PROBLEM TO WORK ON - Copy every row below word for word, and leave the pictures out of your copy.

[Extracted rows]
┏━━
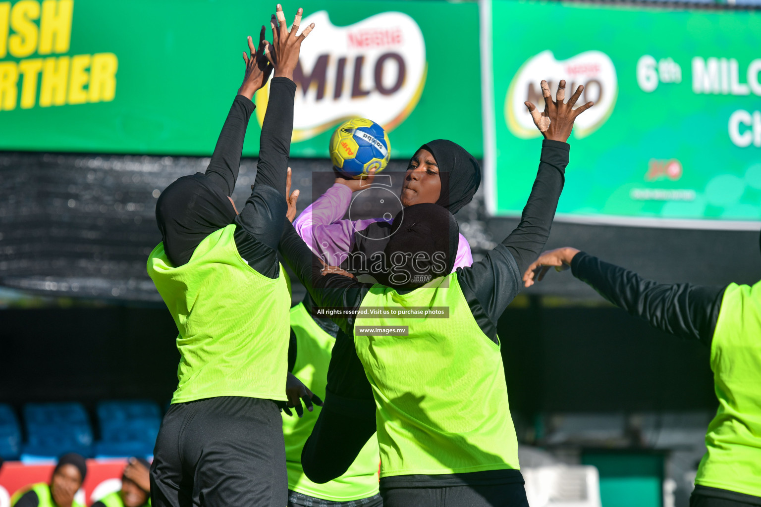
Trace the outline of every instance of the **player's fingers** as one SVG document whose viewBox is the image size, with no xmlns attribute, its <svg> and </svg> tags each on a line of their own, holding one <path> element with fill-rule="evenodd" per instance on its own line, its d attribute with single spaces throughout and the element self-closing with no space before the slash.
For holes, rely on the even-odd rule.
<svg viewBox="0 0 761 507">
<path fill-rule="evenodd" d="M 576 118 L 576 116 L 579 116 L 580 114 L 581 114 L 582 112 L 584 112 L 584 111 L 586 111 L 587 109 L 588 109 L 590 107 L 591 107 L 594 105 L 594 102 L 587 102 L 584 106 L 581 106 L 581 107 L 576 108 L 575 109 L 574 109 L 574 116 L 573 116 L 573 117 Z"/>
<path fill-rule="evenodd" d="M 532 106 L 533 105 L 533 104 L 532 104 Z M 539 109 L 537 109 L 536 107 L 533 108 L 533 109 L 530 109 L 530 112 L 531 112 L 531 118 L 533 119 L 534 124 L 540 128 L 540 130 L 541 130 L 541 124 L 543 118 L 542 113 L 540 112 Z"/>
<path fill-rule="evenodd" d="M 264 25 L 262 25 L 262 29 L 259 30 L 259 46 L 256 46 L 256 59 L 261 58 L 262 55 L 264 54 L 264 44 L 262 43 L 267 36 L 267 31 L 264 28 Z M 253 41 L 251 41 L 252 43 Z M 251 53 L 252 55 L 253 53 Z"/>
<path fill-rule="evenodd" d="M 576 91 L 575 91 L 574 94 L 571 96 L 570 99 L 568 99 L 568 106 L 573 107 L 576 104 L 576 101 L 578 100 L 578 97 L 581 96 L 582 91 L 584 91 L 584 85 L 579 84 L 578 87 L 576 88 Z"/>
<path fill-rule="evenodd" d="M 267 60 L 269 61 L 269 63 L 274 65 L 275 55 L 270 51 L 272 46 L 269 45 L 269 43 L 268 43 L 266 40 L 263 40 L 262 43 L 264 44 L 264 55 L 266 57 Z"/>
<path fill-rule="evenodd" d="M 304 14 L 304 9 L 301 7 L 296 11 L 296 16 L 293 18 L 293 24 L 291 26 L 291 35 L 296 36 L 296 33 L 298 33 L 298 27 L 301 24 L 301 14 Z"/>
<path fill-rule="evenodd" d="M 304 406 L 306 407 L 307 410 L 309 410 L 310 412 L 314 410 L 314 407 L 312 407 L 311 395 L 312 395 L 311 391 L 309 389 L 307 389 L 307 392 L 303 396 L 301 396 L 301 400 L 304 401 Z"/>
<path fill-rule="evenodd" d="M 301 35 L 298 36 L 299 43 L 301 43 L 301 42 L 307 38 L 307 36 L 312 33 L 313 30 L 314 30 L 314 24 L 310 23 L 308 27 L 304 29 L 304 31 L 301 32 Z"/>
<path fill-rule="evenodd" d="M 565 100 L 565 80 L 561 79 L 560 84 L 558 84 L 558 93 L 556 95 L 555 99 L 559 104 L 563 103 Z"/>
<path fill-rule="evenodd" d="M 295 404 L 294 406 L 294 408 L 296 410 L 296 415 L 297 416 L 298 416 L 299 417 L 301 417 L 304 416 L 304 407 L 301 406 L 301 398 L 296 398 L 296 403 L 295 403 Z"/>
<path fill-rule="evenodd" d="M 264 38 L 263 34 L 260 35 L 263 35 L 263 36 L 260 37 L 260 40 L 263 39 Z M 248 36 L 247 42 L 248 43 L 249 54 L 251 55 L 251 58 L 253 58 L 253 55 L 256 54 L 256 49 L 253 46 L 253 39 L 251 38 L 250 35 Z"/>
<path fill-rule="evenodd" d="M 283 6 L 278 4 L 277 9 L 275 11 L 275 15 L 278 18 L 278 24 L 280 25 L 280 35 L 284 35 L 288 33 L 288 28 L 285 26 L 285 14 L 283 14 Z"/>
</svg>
┗━━
SOLUTION FOR THIS EXERCISE -
Trace the outline of every instance of the **player's fingers** as one SVG document whose viewBox is the image size, with no xmlns attribute, its <svg> and </svg> tags each on a line of their own, holding one <path> element with fill-rule="evenodd" per instance on its own line, its d attribute with single spaces throughout and the element self-closing with no space before the slash.
For holes, rely on the even-odd rule.
<svg viewBox="0 0 761 507">
<path fill-rule="evenodd" d="M 576 118 L 576 116 L 579 116 L 580 114 L 581 114 L 582 112 L 584 112 L 584 111 L 586 111 L 587 109 L 588 109 L 590 107 L 591 107 L 594 105 L 594 102 L 587 102 L 584 106 L 581 106 L 581 107 L 576 108 L 575 109 L 574 109 L 574 116 L 573 116 L 573 117 Z"/>
<path fill-rule="evenodd" d="M 532 106 L 533 105 L 533 104 L 532 104 Z M 539 109 L 537 109 L 536 107 L 533 108 L 533 109 L 530 109 L 530 112 L 531 112 L 531 118 L 533 119 L 534 124 L 540 128 L 540 130 L 541 130 L 541 124 L 543 118 L 542 113 L 540 112 Z"/>
<path fill-rule="evenodd" d="M 264 25 L 262 25 L 262 29 L 259 30 L 259 46 L 256 46 L 256 59 L 261 58 L 262 55 L 264 54 L 264 44 L 262 43 L 267 36 L 267 31 L 264 28 Z M 253 41 L 251 41 L 252 43 Z M 251 53 L 252 55 L 253 53 Z"/>
<path fill-rule="evenodd" d="M 576 91 L 575 91 L 574 94 L 571 96 L 570 99 L 568 99 L 568 106 L 573 107 L 576 104 L 576 101 L 578 100 L 578 97 L 581 96 L 582 91 L 584 91 L 584 85 L 579 84 L 578 87 L 576 88 Z"/>
<path fill-rule="evenodd" d="M 267 60 L 269 61 L 269 63 L 274 65 L 275 55 L 270 51 L 272 46 L 269 45 L 269 43 L 268 43 L 266 40 L 263 40 L 262 43 L 264 44 L 264 55 L 266 57 Z"/>
<path fill-rule="evenodd" d="M 304 14 L 304 9 L 301 7 L 296 11 L 296 16 L 293 18 L 293 24 L 291 26 L 291 35 L 296 36 L 296 33 L 298 33 L 298 27 L 301 24 L 301 14 Z"/>
<path fill-rule="evenodd" d="M 304 406 L 306 407 L 307 410 L 309 410 L 310 412 L 314 410 L 314 407 L 312 407 L 311 395 L 312 395 L 311 391 L 309 389 L 307 389 L 307 392 L 303 396 L 301 396 L 301 400 L 304 401 Z"/>
<path fill-rule="evenodd" d="M 301 35 L 298 36 L 299 43 L 301 43 L 301 42 L 307 38 L 307 36 L 312 33 L 313 30 L 314 30 L 314 24 L 310 23 L 308 27 L 304 29 L 304 31 L 301 32 Z"/>
<path fill-rule="evenodd" d="M 565 100 L 565 80 L 561 79 L 560 84 L 558 84 L 558 93 L 556 95 L 555 99 L 559 104 L 563 103 Z"/>
<path fill-rule="evenodd" d="M 295 404 L 294 406 L 294 408 L 296 410 L 296 415 L 297 416 L 298 416 L 299 417 L 301 417 L 304 416 L 304 407 L 301 406 L 301 398 L 296 398 L 296 403 L 295 403 Z"/>
<path fill-rule="evenodd" d="M 264 38 L 263 34 L 260 35 L 263 35 L 263 36 L 260 37 L 260 40 L 263 39 Z M 248 36 L 247 42 L 248 43 L 249 54 L 251 55 L 251 58 L 253 58 L 253 55 L 256 54 L 256 49 L 253 46 L 253 39 L 251 38 L 250 35 Z"/>
<path fill-rule="evenodd" d="M 283 6 L 278 4 L 277 9 L 275 11 L 275 15 L 278 18 L 278 24 L 280 25 L 280 35 L 284 35 L 288 33 L 288 28 L 285 26 L 285 14 L 283 14 Z"/>
</svg>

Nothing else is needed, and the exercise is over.